YOUR GOAL → How many lines in the records contain the string "positive", matching case exactly? Reply with the number only.
[[ DATASET RECORDS, beginning ]]
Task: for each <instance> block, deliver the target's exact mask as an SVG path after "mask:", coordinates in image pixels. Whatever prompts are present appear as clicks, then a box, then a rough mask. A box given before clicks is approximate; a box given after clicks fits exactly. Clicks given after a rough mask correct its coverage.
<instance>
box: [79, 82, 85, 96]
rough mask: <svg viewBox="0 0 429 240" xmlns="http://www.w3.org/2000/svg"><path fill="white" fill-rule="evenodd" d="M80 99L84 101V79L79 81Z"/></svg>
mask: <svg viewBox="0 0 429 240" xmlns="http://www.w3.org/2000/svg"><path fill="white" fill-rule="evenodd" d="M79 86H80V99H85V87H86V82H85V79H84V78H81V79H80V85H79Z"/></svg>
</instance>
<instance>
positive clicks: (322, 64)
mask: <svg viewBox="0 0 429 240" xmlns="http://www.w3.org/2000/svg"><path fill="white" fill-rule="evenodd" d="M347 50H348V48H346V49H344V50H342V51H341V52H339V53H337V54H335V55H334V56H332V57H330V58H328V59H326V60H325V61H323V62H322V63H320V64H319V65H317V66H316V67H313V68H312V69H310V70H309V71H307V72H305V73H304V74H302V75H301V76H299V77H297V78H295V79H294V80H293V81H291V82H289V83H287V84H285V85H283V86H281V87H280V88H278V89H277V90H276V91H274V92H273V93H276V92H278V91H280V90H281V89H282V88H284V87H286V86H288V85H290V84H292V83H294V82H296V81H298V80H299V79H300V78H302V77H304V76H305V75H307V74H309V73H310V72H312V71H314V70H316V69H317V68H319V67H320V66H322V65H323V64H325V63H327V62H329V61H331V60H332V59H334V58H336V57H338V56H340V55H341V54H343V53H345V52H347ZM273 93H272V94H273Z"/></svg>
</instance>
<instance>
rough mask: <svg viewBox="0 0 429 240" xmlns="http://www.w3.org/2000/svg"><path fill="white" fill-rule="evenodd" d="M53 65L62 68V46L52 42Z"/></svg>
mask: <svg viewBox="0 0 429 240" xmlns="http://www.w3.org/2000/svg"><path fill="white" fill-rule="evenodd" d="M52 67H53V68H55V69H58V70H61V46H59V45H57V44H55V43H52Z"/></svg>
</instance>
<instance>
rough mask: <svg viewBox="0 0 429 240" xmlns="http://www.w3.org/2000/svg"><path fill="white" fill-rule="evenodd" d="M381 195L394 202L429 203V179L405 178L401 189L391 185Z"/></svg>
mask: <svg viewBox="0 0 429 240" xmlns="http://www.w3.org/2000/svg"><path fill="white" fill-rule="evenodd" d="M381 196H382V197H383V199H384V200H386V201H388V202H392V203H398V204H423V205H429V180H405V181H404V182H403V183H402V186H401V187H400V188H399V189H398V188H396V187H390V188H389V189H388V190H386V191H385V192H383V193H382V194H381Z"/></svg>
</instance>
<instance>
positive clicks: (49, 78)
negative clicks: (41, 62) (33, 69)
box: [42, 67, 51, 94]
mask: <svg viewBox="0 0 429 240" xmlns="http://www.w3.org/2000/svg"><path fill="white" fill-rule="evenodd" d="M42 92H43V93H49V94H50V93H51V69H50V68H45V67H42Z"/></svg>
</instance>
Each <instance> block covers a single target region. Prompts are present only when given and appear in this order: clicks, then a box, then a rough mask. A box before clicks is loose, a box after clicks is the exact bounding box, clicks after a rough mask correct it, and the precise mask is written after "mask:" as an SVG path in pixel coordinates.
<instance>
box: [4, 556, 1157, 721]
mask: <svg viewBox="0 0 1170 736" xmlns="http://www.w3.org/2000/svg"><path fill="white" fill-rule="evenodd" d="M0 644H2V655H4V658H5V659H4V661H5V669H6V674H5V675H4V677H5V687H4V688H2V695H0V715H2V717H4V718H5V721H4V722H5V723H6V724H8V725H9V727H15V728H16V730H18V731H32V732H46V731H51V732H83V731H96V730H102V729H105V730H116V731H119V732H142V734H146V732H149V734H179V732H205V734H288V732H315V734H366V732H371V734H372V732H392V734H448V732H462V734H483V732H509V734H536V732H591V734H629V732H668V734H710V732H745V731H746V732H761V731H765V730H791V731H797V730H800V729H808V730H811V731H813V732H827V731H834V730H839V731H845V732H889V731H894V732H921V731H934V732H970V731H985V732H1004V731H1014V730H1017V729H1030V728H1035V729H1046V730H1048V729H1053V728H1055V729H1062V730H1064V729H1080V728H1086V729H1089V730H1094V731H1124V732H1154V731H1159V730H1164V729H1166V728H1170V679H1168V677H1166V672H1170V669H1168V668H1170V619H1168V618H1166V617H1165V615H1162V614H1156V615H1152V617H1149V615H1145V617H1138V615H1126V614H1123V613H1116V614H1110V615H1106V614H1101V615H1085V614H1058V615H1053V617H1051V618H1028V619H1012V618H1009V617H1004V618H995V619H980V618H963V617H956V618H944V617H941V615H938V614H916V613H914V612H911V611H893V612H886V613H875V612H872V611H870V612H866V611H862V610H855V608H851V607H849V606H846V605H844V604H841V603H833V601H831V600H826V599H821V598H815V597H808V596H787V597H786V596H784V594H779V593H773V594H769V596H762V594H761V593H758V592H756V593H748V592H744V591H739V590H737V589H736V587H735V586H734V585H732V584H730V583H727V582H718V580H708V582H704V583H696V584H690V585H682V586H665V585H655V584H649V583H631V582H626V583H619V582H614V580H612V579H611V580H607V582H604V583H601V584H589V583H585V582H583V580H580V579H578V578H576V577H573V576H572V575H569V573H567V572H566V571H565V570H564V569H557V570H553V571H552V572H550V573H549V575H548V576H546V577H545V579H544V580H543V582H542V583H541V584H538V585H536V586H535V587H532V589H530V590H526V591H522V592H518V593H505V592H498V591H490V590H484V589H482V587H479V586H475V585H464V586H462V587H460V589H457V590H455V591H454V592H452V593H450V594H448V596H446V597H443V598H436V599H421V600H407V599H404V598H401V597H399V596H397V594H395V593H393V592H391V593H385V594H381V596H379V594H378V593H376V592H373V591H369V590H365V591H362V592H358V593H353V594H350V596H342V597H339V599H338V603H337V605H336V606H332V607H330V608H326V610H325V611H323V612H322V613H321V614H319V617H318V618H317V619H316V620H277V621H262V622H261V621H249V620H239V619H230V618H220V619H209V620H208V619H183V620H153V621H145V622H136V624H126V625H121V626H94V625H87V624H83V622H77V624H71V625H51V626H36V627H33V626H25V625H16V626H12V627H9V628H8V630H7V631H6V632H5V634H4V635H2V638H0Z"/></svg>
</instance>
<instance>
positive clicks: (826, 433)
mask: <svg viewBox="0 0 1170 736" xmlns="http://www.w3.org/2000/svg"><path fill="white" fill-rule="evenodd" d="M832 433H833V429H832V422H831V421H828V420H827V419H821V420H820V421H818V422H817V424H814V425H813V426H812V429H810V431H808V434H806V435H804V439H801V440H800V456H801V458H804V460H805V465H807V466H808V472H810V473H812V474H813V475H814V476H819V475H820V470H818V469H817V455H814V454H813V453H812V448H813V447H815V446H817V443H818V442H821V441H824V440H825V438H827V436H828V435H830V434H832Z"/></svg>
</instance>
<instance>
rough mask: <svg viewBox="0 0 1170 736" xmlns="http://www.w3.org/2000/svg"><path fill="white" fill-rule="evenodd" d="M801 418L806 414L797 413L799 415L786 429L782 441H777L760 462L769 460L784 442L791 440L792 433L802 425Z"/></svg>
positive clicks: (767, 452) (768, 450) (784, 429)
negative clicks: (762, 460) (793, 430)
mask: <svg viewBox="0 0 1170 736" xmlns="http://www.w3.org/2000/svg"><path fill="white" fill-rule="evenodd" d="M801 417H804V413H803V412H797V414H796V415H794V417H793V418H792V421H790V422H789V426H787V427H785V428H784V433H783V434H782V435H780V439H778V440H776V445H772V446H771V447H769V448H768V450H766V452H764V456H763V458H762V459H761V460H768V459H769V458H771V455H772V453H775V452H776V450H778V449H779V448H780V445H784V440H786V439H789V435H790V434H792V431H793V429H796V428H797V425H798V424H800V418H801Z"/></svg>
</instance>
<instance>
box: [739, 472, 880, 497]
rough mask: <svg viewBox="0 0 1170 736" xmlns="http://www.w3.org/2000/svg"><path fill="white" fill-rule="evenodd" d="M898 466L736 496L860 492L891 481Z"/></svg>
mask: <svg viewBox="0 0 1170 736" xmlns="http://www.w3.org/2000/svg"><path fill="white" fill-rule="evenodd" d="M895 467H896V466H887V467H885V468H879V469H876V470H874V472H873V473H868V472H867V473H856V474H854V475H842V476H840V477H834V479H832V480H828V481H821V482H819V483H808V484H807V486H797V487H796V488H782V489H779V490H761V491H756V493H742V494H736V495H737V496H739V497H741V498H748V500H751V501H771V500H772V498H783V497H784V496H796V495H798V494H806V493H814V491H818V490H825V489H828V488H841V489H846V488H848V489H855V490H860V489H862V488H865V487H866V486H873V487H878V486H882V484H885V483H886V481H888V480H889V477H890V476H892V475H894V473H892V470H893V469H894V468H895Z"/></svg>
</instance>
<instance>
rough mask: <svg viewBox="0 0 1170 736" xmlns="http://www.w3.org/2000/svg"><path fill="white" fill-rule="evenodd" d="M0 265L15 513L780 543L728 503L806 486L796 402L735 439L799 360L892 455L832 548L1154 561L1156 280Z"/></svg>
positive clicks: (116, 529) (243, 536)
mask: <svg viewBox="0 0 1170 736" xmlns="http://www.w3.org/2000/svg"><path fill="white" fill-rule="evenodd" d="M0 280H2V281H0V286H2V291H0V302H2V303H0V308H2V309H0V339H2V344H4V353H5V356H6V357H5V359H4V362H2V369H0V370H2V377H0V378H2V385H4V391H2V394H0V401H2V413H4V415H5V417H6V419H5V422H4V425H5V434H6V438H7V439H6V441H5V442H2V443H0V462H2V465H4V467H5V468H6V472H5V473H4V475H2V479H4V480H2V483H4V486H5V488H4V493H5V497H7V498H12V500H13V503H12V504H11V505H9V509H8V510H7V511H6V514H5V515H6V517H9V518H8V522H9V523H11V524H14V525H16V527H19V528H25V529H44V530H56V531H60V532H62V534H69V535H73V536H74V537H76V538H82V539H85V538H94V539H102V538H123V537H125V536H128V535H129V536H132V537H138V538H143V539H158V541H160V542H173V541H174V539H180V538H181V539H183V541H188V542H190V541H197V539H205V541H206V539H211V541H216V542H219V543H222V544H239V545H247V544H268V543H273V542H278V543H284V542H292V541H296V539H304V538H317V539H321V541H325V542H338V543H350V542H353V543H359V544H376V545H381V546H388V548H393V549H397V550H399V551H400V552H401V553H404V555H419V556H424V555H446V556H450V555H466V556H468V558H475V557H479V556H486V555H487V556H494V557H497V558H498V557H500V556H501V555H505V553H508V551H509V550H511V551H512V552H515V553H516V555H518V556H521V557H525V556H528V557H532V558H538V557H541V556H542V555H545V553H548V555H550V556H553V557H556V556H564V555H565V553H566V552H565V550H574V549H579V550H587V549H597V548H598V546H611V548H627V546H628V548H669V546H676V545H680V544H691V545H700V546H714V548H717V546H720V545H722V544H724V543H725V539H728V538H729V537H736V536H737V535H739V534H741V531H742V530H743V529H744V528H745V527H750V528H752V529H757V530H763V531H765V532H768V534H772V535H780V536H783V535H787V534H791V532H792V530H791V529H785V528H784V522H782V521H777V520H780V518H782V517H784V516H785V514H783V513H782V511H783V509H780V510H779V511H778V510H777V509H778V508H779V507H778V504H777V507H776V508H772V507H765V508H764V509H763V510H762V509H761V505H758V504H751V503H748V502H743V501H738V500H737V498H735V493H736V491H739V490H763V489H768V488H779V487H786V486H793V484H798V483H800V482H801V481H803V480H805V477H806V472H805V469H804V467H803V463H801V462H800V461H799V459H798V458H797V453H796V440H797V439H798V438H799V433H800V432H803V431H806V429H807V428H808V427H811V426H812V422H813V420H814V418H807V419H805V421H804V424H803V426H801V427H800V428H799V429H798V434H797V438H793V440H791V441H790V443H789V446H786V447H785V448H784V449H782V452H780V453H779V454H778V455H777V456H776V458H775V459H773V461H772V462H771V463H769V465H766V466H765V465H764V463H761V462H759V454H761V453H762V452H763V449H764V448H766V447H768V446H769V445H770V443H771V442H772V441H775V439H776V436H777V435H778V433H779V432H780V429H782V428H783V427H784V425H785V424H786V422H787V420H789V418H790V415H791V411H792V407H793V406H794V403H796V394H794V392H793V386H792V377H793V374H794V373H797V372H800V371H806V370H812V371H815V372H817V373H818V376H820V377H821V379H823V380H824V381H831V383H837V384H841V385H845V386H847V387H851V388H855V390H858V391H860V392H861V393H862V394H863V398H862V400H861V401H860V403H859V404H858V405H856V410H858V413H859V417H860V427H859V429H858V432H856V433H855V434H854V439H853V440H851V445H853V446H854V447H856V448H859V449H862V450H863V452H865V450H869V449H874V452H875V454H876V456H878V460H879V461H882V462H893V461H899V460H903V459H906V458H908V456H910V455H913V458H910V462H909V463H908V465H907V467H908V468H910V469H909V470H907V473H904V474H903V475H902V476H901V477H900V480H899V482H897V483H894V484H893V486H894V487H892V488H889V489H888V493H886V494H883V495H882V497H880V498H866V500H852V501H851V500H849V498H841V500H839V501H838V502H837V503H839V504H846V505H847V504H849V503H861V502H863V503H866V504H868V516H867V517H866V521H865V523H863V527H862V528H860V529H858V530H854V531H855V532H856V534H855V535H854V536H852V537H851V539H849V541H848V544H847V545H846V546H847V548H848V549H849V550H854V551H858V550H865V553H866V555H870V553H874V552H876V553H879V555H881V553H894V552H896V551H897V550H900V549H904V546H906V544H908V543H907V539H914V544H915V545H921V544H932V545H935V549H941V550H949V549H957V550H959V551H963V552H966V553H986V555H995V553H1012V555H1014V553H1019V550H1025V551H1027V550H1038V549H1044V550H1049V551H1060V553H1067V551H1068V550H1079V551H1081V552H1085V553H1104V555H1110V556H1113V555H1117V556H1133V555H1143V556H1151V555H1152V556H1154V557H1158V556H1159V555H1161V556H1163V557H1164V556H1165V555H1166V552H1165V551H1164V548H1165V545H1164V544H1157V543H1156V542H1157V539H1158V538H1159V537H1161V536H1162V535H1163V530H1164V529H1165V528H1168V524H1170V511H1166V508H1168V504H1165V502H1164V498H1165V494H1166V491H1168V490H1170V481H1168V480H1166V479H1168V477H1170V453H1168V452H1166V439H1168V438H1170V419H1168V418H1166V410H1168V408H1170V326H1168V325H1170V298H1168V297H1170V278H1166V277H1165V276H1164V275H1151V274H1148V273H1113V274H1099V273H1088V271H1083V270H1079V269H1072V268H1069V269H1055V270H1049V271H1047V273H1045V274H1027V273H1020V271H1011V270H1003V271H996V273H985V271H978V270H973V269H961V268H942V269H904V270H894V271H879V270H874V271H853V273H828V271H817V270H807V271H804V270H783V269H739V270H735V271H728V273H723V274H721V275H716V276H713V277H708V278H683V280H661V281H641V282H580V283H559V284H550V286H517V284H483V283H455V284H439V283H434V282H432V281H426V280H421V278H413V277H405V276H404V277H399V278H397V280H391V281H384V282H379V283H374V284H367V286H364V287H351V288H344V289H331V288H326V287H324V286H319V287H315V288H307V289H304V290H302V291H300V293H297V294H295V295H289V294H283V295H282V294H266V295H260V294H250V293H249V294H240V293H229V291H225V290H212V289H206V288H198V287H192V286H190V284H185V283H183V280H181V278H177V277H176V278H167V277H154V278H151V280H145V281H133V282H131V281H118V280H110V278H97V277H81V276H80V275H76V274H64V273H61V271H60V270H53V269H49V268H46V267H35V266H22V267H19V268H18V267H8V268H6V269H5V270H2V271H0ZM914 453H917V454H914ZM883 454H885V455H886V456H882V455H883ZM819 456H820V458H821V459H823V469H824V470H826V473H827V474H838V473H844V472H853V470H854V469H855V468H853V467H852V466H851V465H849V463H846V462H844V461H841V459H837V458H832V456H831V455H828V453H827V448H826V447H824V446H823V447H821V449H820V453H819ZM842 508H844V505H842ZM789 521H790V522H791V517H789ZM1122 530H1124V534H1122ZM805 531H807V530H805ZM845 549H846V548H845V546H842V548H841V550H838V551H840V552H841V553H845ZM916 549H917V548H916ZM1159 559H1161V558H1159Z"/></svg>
[[ DATASET RECORDS, end ]]
ANSWER BOX → 5